____ Data supplied

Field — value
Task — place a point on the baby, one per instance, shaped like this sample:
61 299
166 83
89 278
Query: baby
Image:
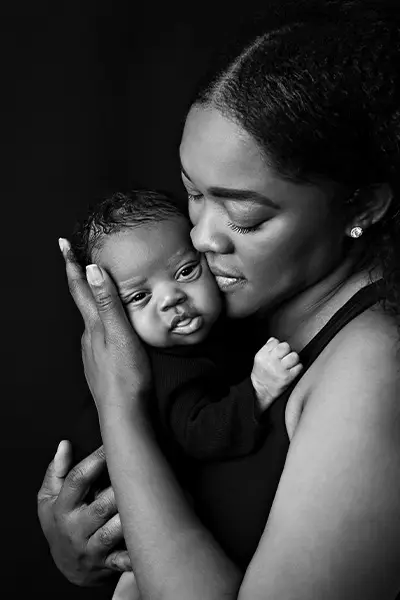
205 404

________

- [Your task] When you output the entries, keep each line exactly as it is and leave out any pictures.

- [Task answer]
Field — value
Task — place a point on the baby, one per instance, shaped like this sample:
61 299
166 83
89 278
Query: baby
Image:
205 404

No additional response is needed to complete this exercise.